• **ИСХОДНЫЕ ДАННЫЕ**:

————————

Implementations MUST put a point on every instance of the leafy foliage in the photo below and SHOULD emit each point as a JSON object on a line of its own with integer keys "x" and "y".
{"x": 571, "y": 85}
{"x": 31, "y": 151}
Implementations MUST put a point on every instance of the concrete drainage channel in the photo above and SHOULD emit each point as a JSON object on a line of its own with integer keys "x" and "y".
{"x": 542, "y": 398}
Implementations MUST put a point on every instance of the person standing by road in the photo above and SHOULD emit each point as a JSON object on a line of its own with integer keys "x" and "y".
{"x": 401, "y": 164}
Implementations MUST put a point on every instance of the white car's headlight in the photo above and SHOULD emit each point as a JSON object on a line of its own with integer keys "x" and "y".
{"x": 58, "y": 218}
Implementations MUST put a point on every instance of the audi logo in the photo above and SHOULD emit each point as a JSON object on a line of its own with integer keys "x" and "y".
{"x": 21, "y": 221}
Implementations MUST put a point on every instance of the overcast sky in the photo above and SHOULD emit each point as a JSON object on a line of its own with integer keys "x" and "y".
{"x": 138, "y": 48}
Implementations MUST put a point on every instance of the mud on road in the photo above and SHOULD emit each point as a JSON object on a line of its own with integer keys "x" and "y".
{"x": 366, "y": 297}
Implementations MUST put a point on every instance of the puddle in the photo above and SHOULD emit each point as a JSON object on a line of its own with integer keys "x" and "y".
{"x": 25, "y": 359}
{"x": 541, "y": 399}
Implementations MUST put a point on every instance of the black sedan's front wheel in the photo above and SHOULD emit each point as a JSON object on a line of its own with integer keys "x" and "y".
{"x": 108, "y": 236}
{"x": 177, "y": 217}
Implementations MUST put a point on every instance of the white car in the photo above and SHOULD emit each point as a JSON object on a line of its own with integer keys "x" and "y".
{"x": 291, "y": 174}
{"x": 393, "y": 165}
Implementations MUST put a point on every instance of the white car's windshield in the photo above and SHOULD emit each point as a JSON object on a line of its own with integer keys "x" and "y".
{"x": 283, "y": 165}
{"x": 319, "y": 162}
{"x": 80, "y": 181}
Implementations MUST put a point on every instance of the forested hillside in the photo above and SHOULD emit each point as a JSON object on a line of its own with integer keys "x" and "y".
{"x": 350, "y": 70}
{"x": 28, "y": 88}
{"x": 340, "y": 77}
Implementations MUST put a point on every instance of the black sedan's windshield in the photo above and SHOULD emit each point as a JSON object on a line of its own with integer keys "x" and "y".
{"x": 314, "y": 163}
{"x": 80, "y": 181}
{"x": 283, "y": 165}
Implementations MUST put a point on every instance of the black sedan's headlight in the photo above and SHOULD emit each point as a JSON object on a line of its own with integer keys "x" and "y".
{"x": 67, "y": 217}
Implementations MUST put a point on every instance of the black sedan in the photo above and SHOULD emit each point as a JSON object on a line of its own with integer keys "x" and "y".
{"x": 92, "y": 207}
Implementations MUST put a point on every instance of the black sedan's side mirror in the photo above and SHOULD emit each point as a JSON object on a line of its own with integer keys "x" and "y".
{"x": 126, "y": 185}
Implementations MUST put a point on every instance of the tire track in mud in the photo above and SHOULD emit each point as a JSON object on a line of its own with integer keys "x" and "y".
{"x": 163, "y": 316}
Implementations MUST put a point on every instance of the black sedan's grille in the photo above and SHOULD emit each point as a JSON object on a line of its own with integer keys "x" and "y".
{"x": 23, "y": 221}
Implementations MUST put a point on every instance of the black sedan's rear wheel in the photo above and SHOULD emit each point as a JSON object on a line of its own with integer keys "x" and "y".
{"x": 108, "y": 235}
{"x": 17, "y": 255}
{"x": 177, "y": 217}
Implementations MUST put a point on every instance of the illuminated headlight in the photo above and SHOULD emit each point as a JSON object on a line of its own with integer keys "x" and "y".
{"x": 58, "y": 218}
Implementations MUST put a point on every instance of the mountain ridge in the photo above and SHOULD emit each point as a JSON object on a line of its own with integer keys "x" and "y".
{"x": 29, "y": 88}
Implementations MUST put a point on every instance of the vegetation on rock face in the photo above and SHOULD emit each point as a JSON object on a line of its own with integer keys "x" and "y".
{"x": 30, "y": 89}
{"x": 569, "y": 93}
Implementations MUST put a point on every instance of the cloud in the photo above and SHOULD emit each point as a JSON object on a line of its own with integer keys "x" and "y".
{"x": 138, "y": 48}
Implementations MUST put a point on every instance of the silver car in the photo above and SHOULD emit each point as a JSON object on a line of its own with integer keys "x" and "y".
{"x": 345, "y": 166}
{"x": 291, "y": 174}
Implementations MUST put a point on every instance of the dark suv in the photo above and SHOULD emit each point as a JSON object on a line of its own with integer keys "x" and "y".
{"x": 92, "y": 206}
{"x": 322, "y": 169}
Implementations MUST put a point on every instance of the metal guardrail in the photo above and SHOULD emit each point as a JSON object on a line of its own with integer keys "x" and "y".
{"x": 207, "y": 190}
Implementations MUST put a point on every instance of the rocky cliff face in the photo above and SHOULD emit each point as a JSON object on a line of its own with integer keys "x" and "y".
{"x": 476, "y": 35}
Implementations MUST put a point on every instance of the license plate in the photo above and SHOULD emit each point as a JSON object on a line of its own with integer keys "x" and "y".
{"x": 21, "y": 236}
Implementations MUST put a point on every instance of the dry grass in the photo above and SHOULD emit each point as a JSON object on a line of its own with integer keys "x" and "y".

————————

• **ЗАДАНИЕ**: Выведите все приведенные выше данные целиком и дословно, ничего не меняя.

• **ОТВЕТ**:
Implementations MUST put a point on every instance of the leafy foliage in the photo below and SHOULD emit each point as a JSON object on a line of its own with integer keys "x" and "y".
{"x": 571, "y": 85}
{"x": 31, "y": 151}
Implementations MUST put a point on every instance of the concrete drainage channel in the photo above and SHOULD emit each point as a JSON object on a line of its own with integer keys "x" and "y".
{"x": 542, "y": 398}
Implementations MUST put a point on every instance of the person standing by road in the photo above and SHOULD emit each point as a JSON object on a line of its own with integer keys "x" and "y".
{"x": 401, "y": 164}
Implementations MUST put a point on every instance of the white car's headlight in the photo above and SHOULD emit each point as a JSON object on a line of its own with integer keys "x" and "y".
{"x": 58, "y": 218}
Implementations MUST put a point on every instance of the audi logo in the photo above and SHOULD emit each point as a JSON object on a line of its own with integer keys "x" and "y".
{"x": 21, "y": 221}
Implementations MUST put a point on every instance of the overcast sky in the photo above and SHOULD emit each point as a JSON object on a line of its own with integer keys "x" and "y".
{"x": 138, "y": 48}
Implementations MUST put a point on every instance of the mud on road in the photo above and SHOULD emit each point as a JSON object on a line of its own with integer keys "x" and "y".
{"x": 366, "y": 297}
Implementations MUST put a point on every instance of the puddle in the photo above and SHOULD emit each point as a JSON object on a line of its own with integer keys "x" and "y".
{"x": 25, "y": 359}
{"x": 541, "y": 399}
Implementations MUST put a point on every instance of the black sedan's front wheel in the photo above and SHOULD emit each point as a JSON object on a line of its own with integer keys "x" and "y".
{"x": 108, "y": 236}
{"x": 177, "y": 217}
Implementations MUST put a point on every instance of the white car in the photo above and SHOULD emit each point as a JSON object on a line of its own with integer keys "x" and "y".
{"x": 291, "y": 174}
{"x": 393, "y": 165}
Implementations MUST put a point on every instance of the white car's windshield in the photo above and SHOULD emit each point as a JSON object on a line of its own with integer keys "x" and "y".
{"x": 283, "y": 165}
{"x": 319, "y": 162}
{"x": 80, "y": 181}
Implementations MUST put a point on every instance of the forested hillside in the photo above and SHOULD emit each point as a JSON object on a line of its own with integer keys "x" and "y".
{"x": 350, "y": 70}
{"x": 28, "y": 88}
{"x": 340, "y": 77}
Implementations MUST put a point on every instance of the black sedan's windshield in the photo above and SHOULD emit each point as a JSON object on a line of its own with integer keys "x" and "y".
{"x": 314, "y": 163}
{"x": 80, "y": 181}
{"x": 283, "y": 165}
Implementations MUST put a point on every instance of the black sedan's headlight in the photo above and SHOULD emit each point as a JSON object on a line of its own with integer keys "x" and "y".
{"x": 67, "y": 217}
Implementations MUST put a point on every instance of the black sedan in the photo above and SHOULD emit each point as a JSON object on a line of its own with integer keys "x" and "y".
{"x": 92, "y": 207}
Implementations MUST put a point on every instance of the black sedan's side mirror in the photo above and SHOULD emit each point as a JSON object on a line of its own with integer keys "x" and "y".
{"x": 126, "y": 185}
Implementations MUST put a point on every instance of the tire track in mud in the photo above and SHOULD emit each point as a JSON object on a line of its own with integer keys "x" and "y".
{"x": 163, "y": 316}
Implementations MUST put a point on every instance of the black sedan's grille in the photo above and SHOULD emit each point as a JSON object on a line of its own with integer keys "x" and "y".
{"x": 23, "y": 221}
Implementations MUST put a point on every instance of the black sedan's rear wheel in the photo above and SHOULD emit each point as a JSON object on a line of its own with integer keys "x" and "y".
{"x": 108, "y": 235}
{"x": 17, "y": 255}
{"x": 177, "y": 217}
Implementations MUST put a point on every instance of the illuminated headlight in the photo above and SHOULD emit each point as a JSON object on a line of its own with integer keys "x" and "y".
{"x": 58, "y": 218}
Implementations MUST put a point on every instance of the mountain ridge in the photo above and SHOULD emit each point as a JSON object on a line of its own with integer keys "x" and "y".
{"x": 29, "y": 88}
Implementations MUST put a point on every instance of the vegetation on rock face in the photo above and SHOULD emit each point as a JSON object on a line of its own with integer keys "x" and "y".
{"x": 30, "y": 89}
{"x": 569, "y": 93}
Implementations MUST put a point on every instance of the cloud in the photo above and SHOULD emit each point as a JSON object on a line of its own with integer keys "x" and "y".
{"x": 138, "y": 48}
Implementations MUST put a point on every instance of the silver car in the photo above and SHOULD emit each point as a JSON object on a line of its own with integer keys "x" and "y".
{"x": 345, "y": 166}
{"x": 291, "y": 174}
Implementations MUST put a point on every instance of the dark suv in the photo above and SHOULD emit each point as a JSON object on a line of its own with integer keys "x" and "y".
{"x": 92, "y": 206}
{"x": 322, "y": 169}
Implementations MUST put a point on every instance of the metal guardrail in the photo above and SHOULD emit each point as a JSON object on a line of its own with integer keys "x" and "y".
{"x": 207, "y": 190}
Implementations MUST put a point on every instance of the rocky cliff face in the photo above and SHOULD emit each point as a JSON object on a line of its own with integer keys "x" and "y".
{"x": 476, "y": 35}
Implementations MUST put a point on every instance of the license plate in the photo above and SHOULD emit each point as a JSON object on a line of its own with integer keys "x" and "y".
{"x": 21, "y": 236}
Implementations MUST put a point on every instance of the dry grass in the photo above and SHOULD emit each point as a JSON object on a line of its own with integer keys "x" and "y".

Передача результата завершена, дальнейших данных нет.